EXERCISE GOAL: Rewrite the items below as a JSON list of strings, one string per line, with blank lines left out. Cover every item, and leave the pictures out of the answer.

RECORD LIST:
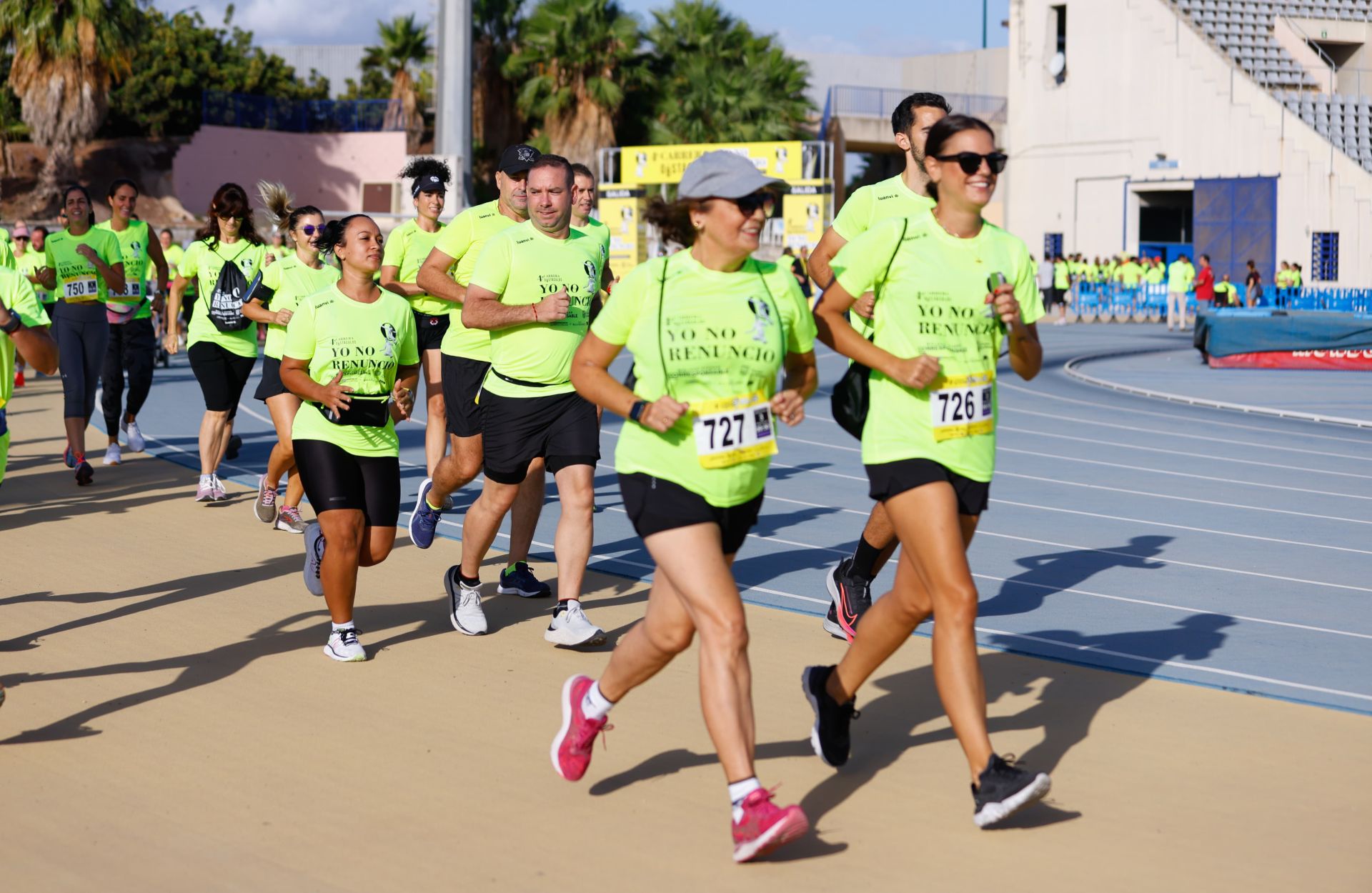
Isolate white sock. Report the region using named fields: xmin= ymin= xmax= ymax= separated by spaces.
xmin=729 ymin=775 xmax=762 ymax=807
xmin=582 ymin=682 xmax=615 ymax=719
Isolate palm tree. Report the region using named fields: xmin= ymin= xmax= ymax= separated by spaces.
xmin=505 ymin=0 xmax=640 ymax=167
xmin=0 ymin=0 xmax=143 ymax=211
xmin=646 ymin=0 xmax=814 ymax=143
xmin=367 ymin=14 xmax=432 ymax=154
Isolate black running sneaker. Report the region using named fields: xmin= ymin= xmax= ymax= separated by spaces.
xmin=800 ymin=667 xmax=862 ymax=768
xmin=825 ymin=558 xmax=871 ymax=642
xmin=971 ymin=753 xmax=1053 ymax=829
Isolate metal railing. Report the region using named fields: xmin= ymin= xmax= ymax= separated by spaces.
xmin=200 ymin=91 xmax=406 ymax=133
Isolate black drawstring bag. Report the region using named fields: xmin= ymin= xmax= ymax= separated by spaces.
xmin=829 ymin=218 xmax=910 ymax=440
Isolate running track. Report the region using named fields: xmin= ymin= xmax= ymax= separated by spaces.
xmin=101 ymin=325 xmax=1372 ymax=713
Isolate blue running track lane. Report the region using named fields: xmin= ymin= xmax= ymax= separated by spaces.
xmin=104 ymin=325 xmax=1372 ymax=713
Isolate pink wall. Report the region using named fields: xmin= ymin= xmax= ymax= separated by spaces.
xmin=172 ymin=125 xmax=406 ymax=215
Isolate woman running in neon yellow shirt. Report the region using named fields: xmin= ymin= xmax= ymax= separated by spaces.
xmin=243 ymin=182 xmax=339 ymax=534
xmin=382 ymin=158 xmax=455 ymax=477
xmin=552 ymin=151 xmax=817 ymax=862
xmin=804 ymin=115 xmax=1050 ymax=827
xmin=282 ymin=214 xmax=420 ymax=661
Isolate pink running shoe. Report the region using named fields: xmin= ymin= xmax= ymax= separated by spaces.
xmin=734 ymin=787 xmax=810 ymax=862
xmin=552 ymin=677 xmax=613 ymax=782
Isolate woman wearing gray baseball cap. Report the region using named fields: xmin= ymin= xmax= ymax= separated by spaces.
xmin=552 ymin=151 xmax=817 ymax=862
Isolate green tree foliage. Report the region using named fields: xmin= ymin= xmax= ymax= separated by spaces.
xmin=646 ymin=0 xmax=814 ymax=143
xmin=505 ymin=0 xmax=640 ymax=164
xmin=103 ymin=0 xmax=329 ymax=137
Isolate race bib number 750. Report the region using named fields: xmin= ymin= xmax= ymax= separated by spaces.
xmin=929 ymin=371 xmax=996 ymax=440
xmin=692 ymin=391 xmax=777 ymax=468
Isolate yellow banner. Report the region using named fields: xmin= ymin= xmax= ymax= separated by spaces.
xmin=780 ymin=180 xmax=834 ymax=249
xmin=619 ymin=140 xmax=801 ymax=185
xmin=598 ymin=182 xmax=647 ymax=279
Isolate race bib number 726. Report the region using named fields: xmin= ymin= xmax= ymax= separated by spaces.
xmin=929 ymin=371 xmax=996 ymax=440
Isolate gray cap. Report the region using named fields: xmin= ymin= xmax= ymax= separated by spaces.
xmin=677 ymin=149 xmax=785 ymax=199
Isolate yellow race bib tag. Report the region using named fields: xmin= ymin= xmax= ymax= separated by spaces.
xmin=929 ymin=369 xmax=996 ymax=441
xmin=692 ymin=391 xmax=777 ymax=468
xmin=61 ymin=276 xmax=100 ymax=301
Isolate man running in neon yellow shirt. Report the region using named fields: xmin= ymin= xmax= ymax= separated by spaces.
xmin=444 ymin=155 xmax=605 ymax=646
xmin=810 ymin=94 xmax=951 ymax=638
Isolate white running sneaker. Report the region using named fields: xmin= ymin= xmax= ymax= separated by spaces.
xmin=543 ymin=598 xmax=605 ymax=646
xmin=443 ymin=565 xmax=486 ymax=635
xmin=304 ymin=522 xmax=325 ymax=595
xmin=119 ymin=421 xmax=146 ymax=453
xmin=324 ymin=627 xmax=367 ymax=662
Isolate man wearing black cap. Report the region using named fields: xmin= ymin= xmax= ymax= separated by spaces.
xmin=410 ymin=144 xmax=552 ymax=635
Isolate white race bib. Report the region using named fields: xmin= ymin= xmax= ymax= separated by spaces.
xmin=929 ymin=371 xmax=996 ymax=440
xmin=692 ymin=391 xmax=777 ymax=468
xmin=61 ymin=276 xmax=100 ymax=301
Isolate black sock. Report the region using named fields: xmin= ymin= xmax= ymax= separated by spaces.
xmin=849 ymin=537 xmax=881 ymax=580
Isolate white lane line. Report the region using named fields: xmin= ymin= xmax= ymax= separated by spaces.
xmin=973 ymin=574 xmax=1372 ymax=639
xmin=977 ymin=627 xmax=1372 ymax=701
xmin=1000 ymin=406 xmax=1372 ymax=462
xmin=998 ymin=381 xmax=1372 ymax=446
xmin=996 ymin=425 xmax=1372 ymax=480
xmin=992 ymin=499 xmax=1372 ymax=556
xmin=977 ymin=527 xmax=1372 ymax=592
xmin=996 ymin=468 xmax=1372 ymax=524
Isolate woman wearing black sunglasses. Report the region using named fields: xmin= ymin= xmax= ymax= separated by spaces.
xmin=243 ymin=182 xmax=339 ymax=534
xmin=802 ymin=115 xmax=1050 ymax=827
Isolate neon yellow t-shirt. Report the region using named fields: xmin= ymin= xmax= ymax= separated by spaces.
xmin=472 ymin=221 xmax=601 ymax=396
xmin=94 ymin=219 xmax=152 ymax=319
xmin=284 ymin=286 xmax=420 ymax=458
xmin=179 ymin=239 xmax=266 ymax=356
xmin=262 ymin=251 xmax=339 ymax=359
xmin=592 ymin=251 xmax=815 ymax=507
xmin=382 ymin=219 xmax=454 ymax=317
xmin=0 ymin=267 xmax=51 ymax=411
xmin=434 ymin=200 xmax=519 ymax=362
xmin=43 ymin=226 xmax=122 ymax=301
xmin=828 ymin=214 xmax=1043 ymax=482
xmin=1150 ymin=261 xmax=1196 ymax=291
xmin=15 ymin=249 xmax=52 ymax=304
xmin=572 ymin=216 xmax=609 ymax=270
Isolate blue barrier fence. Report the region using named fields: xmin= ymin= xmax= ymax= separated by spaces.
xmin=200 ymin=91 xmax=404 ymax=133
xmin=1072 ymin=283 xmax=1372 ymax=318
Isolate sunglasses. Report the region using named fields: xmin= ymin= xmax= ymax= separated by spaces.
xmin=935 ymin=152 xmax=1010 ymax=176
xmin=727 ymin=192 xmax=777 ymax=216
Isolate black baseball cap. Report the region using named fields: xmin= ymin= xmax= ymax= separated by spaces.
xmin=410 ymin=174 xmax=447 ymax=195
xmin=495 ymin=143 xmax=542 ymax=174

ANSWER IN FULL:
[
  "Isolate white sock. Report the region using named fields: xmin= ymin= xmax= ymax= separated by spaces.",
  "xmin=729 ymin=775 xmax=762 ymax=807",
  "xmin=582 ymin=682 xmax=615 ymax=719",
  "Isolate palm tree. Report the region using named fields: xmin= ymin= xmax= ymax= separated by spaces.",
  "xmin=505 ymin=0 xmax=640 ymax=167",
  "xmin=0 ymin=0 xmax=143 ymax=211",
  "xmin=646 ymin=0 xmax=814 ymax=143",
  "xmin=367 ymin=14 xmax=432 ymax=154",
  "Isolate black running sneaker. Report the region using named fields: xmin= ymin= xmax= ymax= separated by spaces.",
  "xmin=800 ymin=667 xmax=862 ymax=768",
  "xmin=825 ymin=558 xmax=871 ymax=642",
  "xmin=971 ymin=753 xmax=1053 ymax=829",
  "Isolate metal railing. Report the region using named fields: xmin= ymin= xmax= ymax= separated by spaces.",
  "xmin=200 ymin=91 xmax=406 ymax=133",
  "Isolate black drawstring bag. Report the region using named fields: xmin= ymin= xmax= ymax= separated by spaces.",
  "xmin=829 ymin=218 xmax=910 ymax=440",
  "Isolate running track. Report the region using named fields: xmin= ymin= xmax= ymax= separated by spaces.",
  "xmin=101 ymin=325 xmax=1372 ymax=713",
  "Isolate blue running track lane. Report the region using named fields: xmin= ymin= xmax= ymax= separated by spaces.",
  "xmin=104 ymin=325 xmax=1372 ymax=713",
  "Isolate pink wall. Report the region using named fields: xmin= ymin= xmax= ymax= separated by spaces.",
  "xmin=172 ymin=125 xmax=406 ymax=215",
  "Isolate woman running in neon yellow shirt. Report the region using named fields: xmin= ymin= xmax= ymax= separated by spaces.",
  "xmin=243 ymin=182 xmax=339 ymax=534",
  "xmin=382 ymin=158 xmax=455 ymax=477",
  "xmin=552 ymin=151 xmax=817 ymax=862",
  "xmin=804 ymin=115 xmax=1050 ymax=827",
  "xmin=282 ymin=214 xmax=420 ymax=661",
  "Isolate pink running shoe. Report the region using named fields: xmin= ymin= xmax= ymax= separated by spaces.",
  "xmin=734 ymin=787 xmax=810 ymax=862",
  "xmin=552 ymin=677 xmax=613 ymax=782",
  "Isolate woman wearing gray baseball cap. Report the region using named fields: xmin= ymin= xmax= ymax= separated by spaces.",
  "xmin=552 ymin=151 xmax=817 ymax=862",
  "Isolate green tree foliage. Report the region using named fields: xmin= ymin= xmax= ymax= separated by spaces.",
  "xmin=646 ymin=0 xmax=814 ymax=143",
  "xmin=505 ymin=0 xmax=640 ymax=164",
  "xmin=103 ymin=0 xmax=329 ymax=137",
  "Isolate race bib number 750. Report the region using named fields: xmin= ymin= xmax= ymax= separated by spaces.",
  "xmin=929 ymin=371 xmax=996 ymax=440",
  "xmin=692 ymin=391 xmax=777 ymax=468",
  "Isolate yellow banner. Report the region using named fields: xmin= ymin= xmax= ymax= separated by spaces.",
  "xmin=780 ymin=180 xmax=834 ymax=249",
  "xmin=619 ymin=140 xmax=801 ymax=185",
  "xmin=598 ymin=182 xmax=647 ymax=279",
  "Isolate race bib number 726. Report the region using named fields: xmin= ymin= xmax= ymax= separated by spaces.",
  "xmin=929 ymin=371 xmax=996 ymax=440",
  "Isolate gray cap. Report the region using named fields: xmin= ymin= xmax= ymax= separated by spaces.",
  "xmin=677 ymin=149 xmax=785 ymax=199",
  "Isolate yellow race bib tag. Report the region using named fields: xmin= ymin= xmax= ymax= separated by spaces.",
  "xmin=929 ymin=369 xmax=996 ymax=441",
  "xmin=692 ymin=391 xmax=777 ymax=468",
  "xmin=61 ymin=276 xmax=100 ymax=301",
  "Isolate man running in neon yellow shirt. Report the region using named fields: xmin= ymin= xmax= ymax= separated by spaces.",
  "xmin=444 ymin=155 xmax=605 ymax=646",
  "xmin=810 ymin=94 xmax=951 ymax=638",
  "Isolate white running sneaker. Report the region using named fields: xmin= ymin= xmax= ymax= separated by spaces.",
  "xmin=543 ymin=598 xmax=605 ymax=646",
  "xmin=443 ymin=565 xmax=486 ymax=635",
  "xmin=304 ymin=522 xmax=325 ymax=595",
  "xmin=119 ymin=421 xmax=146 ymax=453",
  "xmin=324 ymin=627 xmax=367 ymax=662",
  "Isolate man wearing black cap. Report the region using named fields: xmin= ymin= xmax= ymax= separated by spaces.",
  "xmin=410 ymin=144 xmax=552 ymax=635",
  "Isolate white race bib. Report the region using named fields: xmin= ymin= xmax= ymax= separated by spaces.",
  "xmin=929 ymin=371 xmax=996 ymax=440",
  "xmin=692 ymin=391 xmax=777 ymax=468",
  "xmin=61 ymin=276 xmax=100 ymax=301",
  "Isolate black sock. Report the region using named fields: xmin= ymin= xmax= ymax= separated by spaces.",
  "xmin=849 ymin=537 xmax=881 ymax=580",
  "Isolate white lane line. Report the region using named fields: xmin= ymin= xmax= ymax= separated by spaces.",
  "xmin=973 ymin=574 xmax=1372 ymax=639",
  "xmin=977 ymin=627 xmax=1372 ymax=701",
  "xmin=1000 ymin=406 xmax=1372 ymax=462",
  "xmin=998 ymin=381 xmax=1372 ymax=446",
  "xmin=996 ymin=425 xmax=1372 ymax=480",
  "xmin=992 ymin=499 xmax=1372 ymax=556",
  "xmin=977 ymin=527 xmax=1372 ymax=592",
  "xmin=996 ymin=468 xmax=1372 ymax=524",
  "Isolate woman wearing black sunglasses. Report the region using named fields: xmin= ymin= xmax= ymax= separated by spaces.",
  "xmin=243 ymin=182 xmax=339 ymax=534",
  "xmin=802 ymin=115 xmax=1050 ymax=827",
  "Isolate neon yellow t-shirt. Report the region using named fields: xmin= ymin= xmax= ymax= separated by spaces.",
  "xmin=472 ymin=221 xmax=601 ymax=396",
  "xmin=94 ymin=219 xmax=152 ymax=319",
  "xmin=284 ymin=286 xmax=420 ymax=458",
  "xmin=179 ymin=239 xmax=266 ymax=356",
  "xmin=262 ymin=251 xmax=339 ymax=359",
  "xmin=592 ymin=251 xmax=815 ymax=507",
  "xmin=382 ymin=219 xmax=454 ymax=317",
  "xmin=0 ymin=267 xmax=51 ymax=411",
  "xmin=434 ymin=200 xmax=519 ymax=362",
  "xmin=43 ymin=226 xmax=122 ymax=301",
  "xmin=828 ymin=214 xmax=1043 ymax=482",
  "xmin=1150 ymin=261 xmax=1196 ymax=291",
  "xmin=15 ymin=249 xmax=52 ymax=304",
  "xmin=572 ymin=216 xmax=609 ymax=270",
  "Isolate blue barrier fence. Report the region using named fields: xmin= ymin= xmax= ymax= separated by spaces.",
  "xmin=200 ymin=91 xmax=404 ymax=133",
  "xmin=1072 ymin=283 xmax=1372 ymax=318",
  "Isolate sunglasses. Report the region using named fields: xmin= ymin= xmax= ymax= separated by spaces.",
  "xmin=935 ymin=152 xmax=1010 ymax=176",
  "xmin=727 ymin=192 xmax=777 ymax=216",
  "Isolate black baseball cap. Report the region using named fields: xmin= ymin= xmax= ymax= separated by spaces.",
  "xmin=410 ymin=174 xmax=447 ymax=195",
  "xmin=495 ymin=143 xmax=542 ymax=174"
]